▶ _PROBLEM STATEMENT_
In the mailing-list reply below, what machine does the writer use to index 200000 documents a day in one hour?

▶ _PASSAGE SHOWN_

Skip to main content.
home | support | download

Back to List Archive

Re: Memory issues even with -e

From: José Manuel Ruiz <jmruiz(at)>
Date: Thu Oct 14 2004 - 08:43:52 GMT
Bill Moseley escribió:

>On Wed, Oct 13, 2004 at 08:57:44AM -0700, Tuc wrote:
>>	I'm trying to index a few large sites, which I copy locally using
>>"webcopy". Once I finish the copy, I run it with "-e" . It ran for 12 or so
>12 hours is a long time to wait.
>Are you indexing large files, or just a lot of files?
>>	I saw that I could do it by individual directory, then use the "-M"
>>to merge, or allow the searches to use "-f". I think that if I do the "-M"
>>that even with "-e" it will cause the memory allocation issue. And I'm 
>>afraid with the "-f" that the search will take too long to join them all.
>I'm not sure if -M will help that much.  You may find the memory
>requirements are similar.
>Using -f with multiple indexes shouldn't be that much slower.  There's
>the overhead of opening the extra indexes.  If you keep the indexes
>open between requests then you can avoid that.  Searching will be
>somewhat slower than searching a single index, but I wouldn't expect
>much.  If you try and sort by a property other than rank and output a
>large result set than that can be slower -- swish has to read the
>property file for each result in that case.
>Maybe Jose will have more to offer.  You could also try using a
>development snapshot (swish-daily build) -- I think Jose has done dome
>work on the indexing code.
>Jose, would you think the btree backend would deal with the large data
>sets any better?

12 hours is a long time. I usually index every day 200000 docs in 1 hour 
(Prog method, Pentium IV 1 Ghz, 2 GB RAM).
So I supose that Tuc's machine is paging but he probably is already 
aware of this. So, it is hard to find a solution. I have tried several
things as Bill knows. Word data is compressed in memory while is being 
read. -e just swaps this data to several files on disk.

The btree backend uses the same schema. The only thing that changes is 
how data is stored in the index. In the code this means
a few changes in db_native.c but not in the main core index code. But 
btree allows incremental indexing... So, perhaps, Tuc can
index chunk1 and then update the index with chunk2 and so on. I have not 
made huge tests with this situation but I know some
people using it. There is a con, of course: The index files can be 
fragmented after dozen (?) of update operations.

swish-e -c my.config -i site1
swish-e -c my.config -i site1 -u

Anyway, I recomend the use of 2.5. The index code has some updates not 
present in 2.4 because, mainly for the largefile support.
Oops!!! I supose that Tuc's index file is less than 2GB, right?

Now, I am ending a very important project for my company. Hope that in 
two or three of weeks I could go back to the btreee
code to optimize it (and some of  the Peter's problems with merge and 
new rank schema).

Received on Thu Oct 14 01:44:03 2004

▶ _INFORMATION SHOWN_
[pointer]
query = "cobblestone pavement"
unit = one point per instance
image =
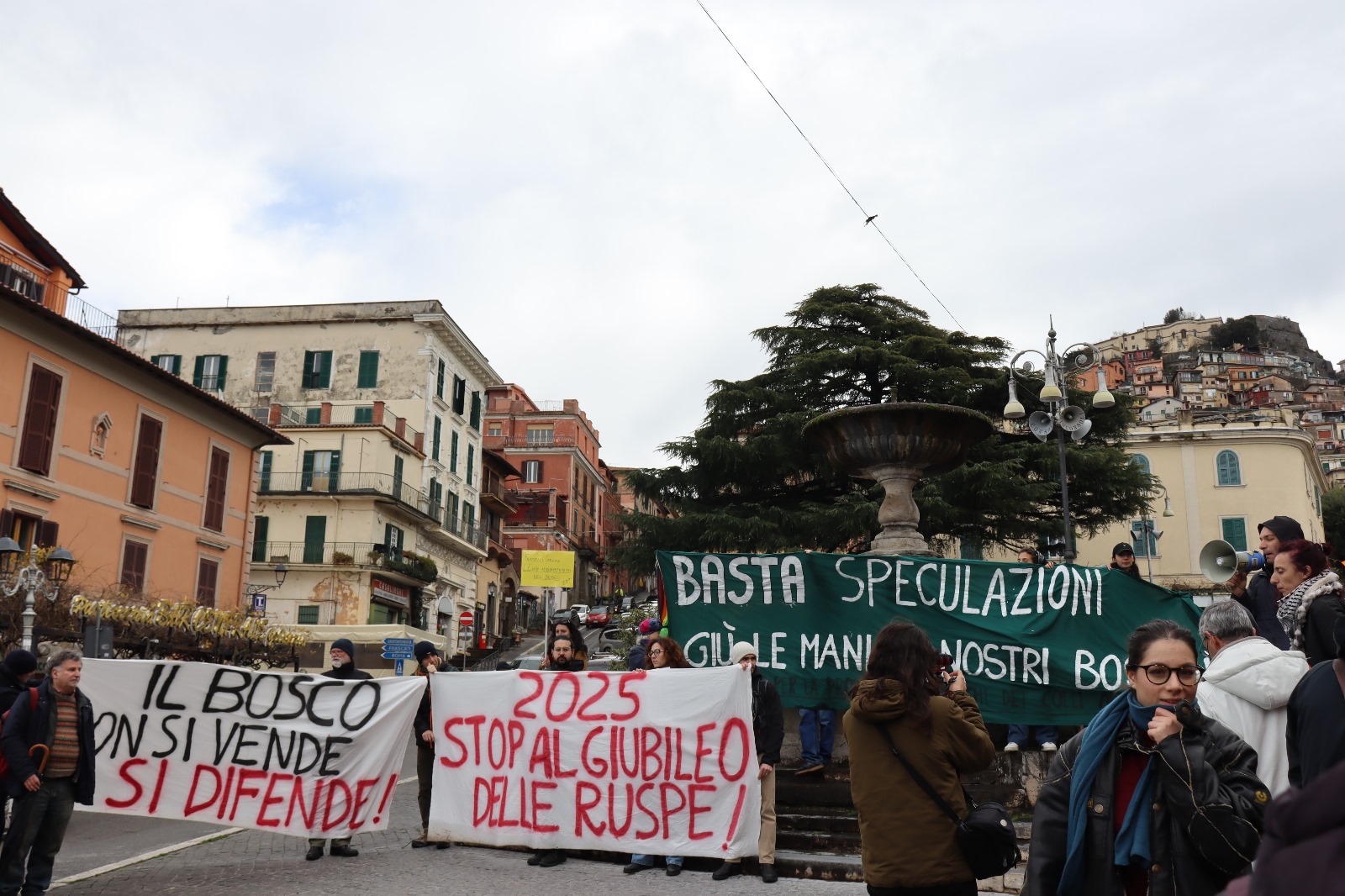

▶ _REPLY_
A Pentium IV 1 GHz with 2 GB RAM, using the Prog method.